-- Exercise materials follows --

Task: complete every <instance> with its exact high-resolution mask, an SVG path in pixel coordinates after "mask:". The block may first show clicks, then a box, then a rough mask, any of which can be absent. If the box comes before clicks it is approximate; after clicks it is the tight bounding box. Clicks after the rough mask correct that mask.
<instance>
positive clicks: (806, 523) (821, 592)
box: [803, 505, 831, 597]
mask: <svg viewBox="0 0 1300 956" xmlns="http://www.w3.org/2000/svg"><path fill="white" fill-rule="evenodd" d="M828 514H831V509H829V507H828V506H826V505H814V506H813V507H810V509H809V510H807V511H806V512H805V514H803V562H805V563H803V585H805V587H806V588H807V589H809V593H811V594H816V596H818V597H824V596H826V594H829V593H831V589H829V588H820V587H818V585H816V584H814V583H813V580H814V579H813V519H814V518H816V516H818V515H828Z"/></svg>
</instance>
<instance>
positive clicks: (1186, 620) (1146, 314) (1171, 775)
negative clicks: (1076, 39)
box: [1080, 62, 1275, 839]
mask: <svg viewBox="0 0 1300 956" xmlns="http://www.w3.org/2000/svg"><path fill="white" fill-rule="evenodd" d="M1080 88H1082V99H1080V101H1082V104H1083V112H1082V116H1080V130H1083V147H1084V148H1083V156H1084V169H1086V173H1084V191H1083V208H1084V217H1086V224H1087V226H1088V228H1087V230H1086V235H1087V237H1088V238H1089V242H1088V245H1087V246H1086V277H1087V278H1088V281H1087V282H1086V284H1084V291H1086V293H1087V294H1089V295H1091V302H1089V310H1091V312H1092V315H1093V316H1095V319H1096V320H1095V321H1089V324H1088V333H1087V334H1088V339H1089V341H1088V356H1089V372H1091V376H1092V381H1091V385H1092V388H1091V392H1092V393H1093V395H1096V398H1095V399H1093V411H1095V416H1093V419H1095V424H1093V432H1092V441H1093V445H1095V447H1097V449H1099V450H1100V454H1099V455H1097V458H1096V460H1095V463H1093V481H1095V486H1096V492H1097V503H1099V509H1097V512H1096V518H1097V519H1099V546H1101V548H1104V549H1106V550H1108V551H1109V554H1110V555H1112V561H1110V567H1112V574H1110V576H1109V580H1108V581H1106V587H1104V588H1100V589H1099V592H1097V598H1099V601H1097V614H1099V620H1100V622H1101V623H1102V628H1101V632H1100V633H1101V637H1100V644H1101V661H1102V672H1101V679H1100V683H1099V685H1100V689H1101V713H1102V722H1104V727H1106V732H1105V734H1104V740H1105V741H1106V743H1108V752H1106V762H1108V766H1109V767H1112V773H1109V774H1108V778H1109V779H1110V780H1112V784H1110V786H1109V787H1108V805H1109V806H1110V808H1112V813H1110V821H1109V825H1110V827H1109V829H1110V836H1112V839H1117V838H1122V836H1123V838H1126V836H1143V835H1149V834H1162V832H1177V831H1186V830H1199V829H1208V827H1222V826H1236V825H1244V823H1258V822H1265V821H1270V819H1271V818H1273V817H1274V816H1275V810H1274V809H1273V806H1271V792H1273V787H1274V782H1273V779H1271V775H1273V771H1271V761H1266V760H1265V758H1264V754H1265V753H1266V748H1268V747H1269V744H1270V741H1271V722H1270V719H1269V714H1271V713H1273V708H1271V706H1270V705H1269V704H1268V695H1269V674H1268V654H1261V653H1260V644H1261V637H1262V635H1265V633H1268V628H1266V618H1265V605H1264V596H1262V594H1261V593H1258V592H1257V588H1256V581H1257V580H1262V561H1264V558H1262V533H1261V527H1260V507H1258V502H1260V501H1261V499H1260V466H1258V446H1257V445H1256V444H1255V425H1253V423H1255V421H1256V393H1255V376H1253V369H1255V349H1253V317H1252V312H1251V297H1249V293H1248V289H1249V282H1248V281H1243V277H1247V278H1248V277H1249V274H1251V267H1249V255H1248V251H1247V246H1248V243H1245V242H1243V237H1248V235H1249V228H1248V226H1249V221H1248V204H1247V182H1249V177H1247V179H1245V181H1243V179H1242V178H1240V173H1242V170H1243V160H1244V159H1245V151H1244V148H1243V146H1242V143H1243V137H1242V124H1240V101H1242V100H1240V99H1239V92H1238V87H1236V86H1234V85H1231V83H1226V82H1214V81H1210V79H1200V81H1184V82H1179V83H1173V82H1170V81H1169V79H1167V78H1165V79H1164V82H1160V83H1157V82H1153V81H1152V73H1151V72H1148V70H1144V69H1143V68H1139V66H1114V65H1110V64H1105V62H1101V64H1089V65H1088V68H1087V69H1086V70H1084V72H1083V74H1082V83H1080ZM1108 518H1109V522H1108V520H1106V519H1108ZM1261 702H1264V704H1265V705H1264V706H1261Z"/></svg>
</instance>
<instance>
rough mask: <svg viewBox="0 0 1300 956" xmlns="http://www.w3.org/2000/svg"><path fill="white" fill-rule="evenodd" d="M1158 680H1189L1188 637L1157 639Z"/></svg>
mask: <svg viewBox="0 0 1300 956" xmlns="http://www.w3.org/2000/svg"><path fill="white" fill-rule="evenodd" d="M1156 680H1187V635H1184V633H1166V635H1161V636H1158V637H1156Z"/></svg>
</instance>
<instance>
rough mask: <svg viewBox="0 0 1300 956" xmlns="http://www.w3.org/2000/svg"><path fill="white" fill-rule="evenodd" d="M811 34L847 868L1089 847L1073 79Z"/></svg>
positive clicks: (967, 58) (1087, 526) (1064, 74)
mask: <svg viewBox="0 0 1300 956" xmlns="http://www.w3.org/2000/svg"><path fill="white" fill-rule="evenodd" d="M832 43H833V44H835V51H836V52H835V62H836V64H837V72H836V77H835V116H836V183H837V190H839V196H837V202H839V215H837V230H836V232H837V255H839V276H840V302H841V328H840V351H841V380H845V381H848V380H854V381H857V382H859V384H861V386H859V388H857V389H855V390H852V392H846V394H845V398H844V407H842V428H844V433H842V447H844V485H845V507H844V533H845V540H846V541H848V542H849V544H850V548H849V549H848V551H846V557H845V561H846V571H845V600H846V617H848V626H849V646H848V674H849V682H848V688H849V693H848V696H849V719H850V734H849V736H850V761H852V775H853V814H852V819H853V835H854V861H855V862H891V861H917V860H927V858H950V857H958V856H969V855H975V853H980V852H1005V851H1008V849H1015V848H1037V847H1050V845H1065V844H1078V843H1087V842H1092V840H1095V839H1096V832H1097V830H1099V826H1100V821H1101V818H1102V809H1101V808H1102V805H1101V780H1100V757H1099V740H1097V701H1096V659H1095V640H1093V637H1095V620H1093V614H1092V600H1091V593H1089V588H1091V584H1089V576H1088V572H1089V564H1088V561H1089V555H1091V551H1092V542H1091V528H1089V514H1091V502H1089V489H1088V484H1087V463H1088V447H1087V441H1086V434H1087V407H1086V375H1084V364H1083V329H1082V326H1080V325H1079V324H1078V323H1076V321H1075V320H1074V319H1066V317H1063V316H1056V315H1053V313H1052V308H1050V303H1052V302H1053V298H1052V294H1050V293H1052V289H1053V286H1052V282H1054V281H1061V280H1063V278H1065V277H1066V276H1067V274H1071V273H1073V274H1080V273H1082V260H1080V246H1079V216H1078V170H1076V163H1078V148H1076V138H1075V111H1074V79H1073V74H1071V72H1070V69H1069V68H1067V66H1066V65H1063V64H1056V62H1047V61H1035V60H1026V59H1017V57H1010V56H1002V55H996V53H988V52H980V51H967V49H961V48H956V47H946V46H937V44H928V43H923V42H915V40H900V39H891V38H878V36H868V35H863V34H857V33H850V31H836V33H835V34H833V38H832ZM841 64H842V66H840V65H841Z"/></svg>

-- Exercise materials concluded --

== Aim of the exercise ==
Exact copies of every record are required, so retype them in full.

== Your response ==
Task: complete every <instance> with its exact high-resolution mask, an SVG path in pixel coordinates after "mask:". The block may first show clicks, then a box, then a rough mask, any of which can be absent. If the box comes before clicks it is approximate; after clicks it is the tight bounding box. Clicks after the rough mask correct that mask.
<instance>
positive clicks: (806, 523) (821, 592)
box: [803, 505, 831, 597]
mask: <svg viewBox="0 0 1300 956" xmlns="http://www.w3.org/2000/svg"><path fill="white" fill-rule="evenodd" d="M828 514H831V509H829V507H828V506H826V505H814V506H813V507H810V509H809V510H807V511H806V512H805V514H803V562H805V563H803V585H805V587H806V588H807V589H809V593H811V594H816V596H818V597H824V596H826V594H829V593H831V589H829V588H820V587H818V585H816V584H814V583H813V580H814V579H813V519H814V518H816V516H818V515H828Z"/></svg>
</instance>
<instance>
positive clicks: (1186, 620) (1146, 314) (1171, 775)
negative clicks: (1076, 39)
box: [1080, 62, 1275, 839]
mask: <svg viewBox="0 0 1300 956" xmlns="http://www.w3.org/2000/svg"><path fill="white" fill-rule="evenodd" d="M1080 88H1082V99H1080V101H1082V104H1083V112H1082V116H1080V130H1083V147H1084V148H1083V156H1084V169H1086V173H1084V191H1083V208H1084V217H1086V224H1087V226H1088V228H1087V230H1086V235H1087V237H1088V238H1089V242H1088V245H1087V246H1086V277H1087V278H1088V281H1087V282H1086V284H1084V291H1086V293H1087V294H1089V295H1091V302H1089V310H1091V312H1092V315H1093V316H1095V319H1096V320H1095V321H1089V324H1088V333H1087V334H1088V339H1089V341H1088V356H1089V372H1091V376H1092V381H1091V385H1092V388H1091V392H1092V393H1093V395H1096V398H1095V399H1093V411H1095V416H1093V419H1095V424H1093V432H1092V441H1093V445H1095V447H1097V449H1099V450H1100V454H1099V455H1097V458H1096V460H1095V463H1093V481H1095V486H1096V492H1097V503H1099V509H1097V512H1096V518H1097V519H1099V546H1101V548H1104V549H1106V550H1108V551H1109V554H1110V555H1112V561H1110V567H1112V574H1110V576H1109V580H1108V581H1106V587H1104V588H1100V589H1099V592H1097V598H1099V601H1097V614H1099V620H1100V622H1101V623H1102V628H1101V632H1100V633H1101V637H1100V644H1101V661H1102V672H1101V679H1100V683H1099V685H1100V689H1101V713H1102V722H1104V727H1106V732H1105V734H1104V740H1105V741H1106V743H1108V752H1106V762H1108V766H1109V767H1112V773H1109V774H1108V778H1109V779H1110V780H1112V784H1110V786H1109V787H1108V805H1109V806H1110V808H1112V813H1110V821H1109V825H1110V827H1109V829H1110V836H1112V839H1117V838H1122V836H1123V838H1126V836H1143V835H1149V834H1162V832H1177V831H1186V830H1199V829H1208V827H1222V826H1236V825H1244V823H1258V822H1265V821H1270V819H1271V818H1273V817H1274V816H1275V810H1274V809H1273V806H1271V792H1273V787H1274V782H1273V779H1271V775H1273V771H1271V761H1266V760H1265V758H1264V754H1265V753H1266V748H1268V747H1269V744H1270V741H1271V722H1270V719H1269V714H1271V713H1273V708H1271V706H1270V705H1269V704H1268V695H1269V674H1268V654H1261V653H1260V644H1261V637H1262V635H1265V633H1268V628H1266V618H1265V605H1264V596H1262V594H1261V593H1258V592H1257V588H1256V581H1257V580H1262V561H1264V558H1262V533H1261V527H1260V507H1258V502H1260V501H1261V499H1260V466H1258V446H1257V445H1256V444H1255V425H1253V423H1255V421H1256V393H1255V376H1253V369H1255V349H1253V317H1252V312H1251V297H1249V293H1248V289H1249V282H1248V281H1243V277H1247V278H1248V277H1249V274H1251V267H1249V255H1248V251H1247V246H1248V243H1245V242H1243V237H1248V235H1249V228H1248V226H1249V221H1248V204H1247V182H1249V177H1247V179H1245V181H1243V179H1242V178H1240V173H1242V170H1243V160H1244V159H1245V151H1244V148H1243V146H1242V143H1243V137H1242V124H1240V101H1242V100H1240V99H1239V92H1238V87H1236V86H1234V85H1231V83H1226V82H1214V81H1210V79H1200V81H1184V82H1179V83H1173V82H1170V81H1169V79H1167V78H1165V79H1164V82H1160V83H1157V82H1153V81H1152V73H1151V72H1148V70H1144V69H1143V68H1139V66H1114V65H1110V64H1105V62H1101V64H1089V65H1088V68H1087V69H1086V70H1084V72H1083V74H1082V83H1080ZM1108 518H1109V522H1108V520H1106V519H1108ZM1261 702H1264V704H1265V705H1264V706H1261Z"/></svg>
</instance>
<instance>
rough mask: <svg viewBox="0 0 1300 956" xmlns="http://www.w3.org/2000/svg"><path fill="white" fill-rule="evenodd" d="M1158 680H1189L1188 637L1157 639Z"/></svg>
mask: <svg viewBox="0 0 1300 956" xmlns="http://www.w3.org/2000/svg"><path fill="white" fill-rule="evenodd" d="M1156 680H1187V635H1184V633H1166V635H1161V636H1158V637H1156Z"/></svg>
</instance>
<instance>
rough mask: <svg viewBox="0 0 1300 956" xmlns="http://www.w3.org/2000/svg"><path fill="white" fill-rule="evenodd" d="M811 34L847 868L1089 847L1073 79Z"/></svg>
positive clicks: (967, 58) (1087, 526) (1064, 74)
mask: <svg viewBox="0 0 1300 956" xmlns="http://www.w3.org/2000/svg"><path fill="white" fill-rule="evenodd" d="M832 43H833V44H835V51H836V52H835V62H836V64H837V72H836V77H835V116H836V183H837V190H839V196H837V202H839V215H837V230H836V232H837V255H839V276H840V302H841V328H840V351H841V380H845V381H848V380H854V381H857V382H859V384H861V386H859V388H857V389H855V390H852V392H846V394H845V398H844V407H842V428H844V433H842V447H844V485H845V507H844V533H845V540H846V541H848V542H849V544H850V548H849V549H848V551H846V557H845V561H846V571H845V600H846V617H848V626H849V646H848V674H849V682H848V688H849V693H848V696H849V719H850V734H849V736H850V761H852V775H853V814H852V819H853V835H854V861H855V862H891V861H917V860H927V858H950V857H958V856H969V855H975V853H980V852H1005V851H1008V849H1015V848H1037V847H1050V845H1065V844H1078V843H1087V842H1092V840H1095V839H1096V832H1097V830H1099V826H1100V821H1101V818H1102V809H1101V808H1102V805H1101V780H1100V757H1099V740H1097V701H1096V659H1095V640H1093V637H1095V620H1093V614H1092V600H1091V593H1089V588H1091V584H1089V576H1088V572H1089V564H1088V561H1089V555H1091V551H1092V542H1091V528H1089V514H1091V502H1089V489H1088V484H1087V463H1088V447H1087V441H1086V434H1087V407H1086V375H1084V364H1083V329H1082V326H1080V325H1079V324H1078V323H1076V321H1075V320H1074V319H1066V317H1063V316H1056V315H1053V313H1052V308H1050V303H1052V302H1053V298H1052V294H1050V293H1052V289H1053V286H1052V282H1054V281H1061V280H1063V278H1065V277H1066V276H1067V274H1071V273H1073V274H1080V273H1082V260H1080V246H1079V216H1078V170H1076V163H1078V148H1076V138H1075V111H1074V79H1073V74H1071V72H1070V69H1069V68H1067V66H1066V65H1063V64H1056V62H1047V61H1035V60H1026V59H1017V57H1010V56H1002V55H996V53H988V52H980V51H967V49H961V48H956V47H946V46H937V44H928V43H923V42H915V40H900V39H891V38H878V36H868V35H863V34H857V33H850V31H836V33H835V34H833V38H832ZM841 64H842V66H840V65H841Z"/></svg>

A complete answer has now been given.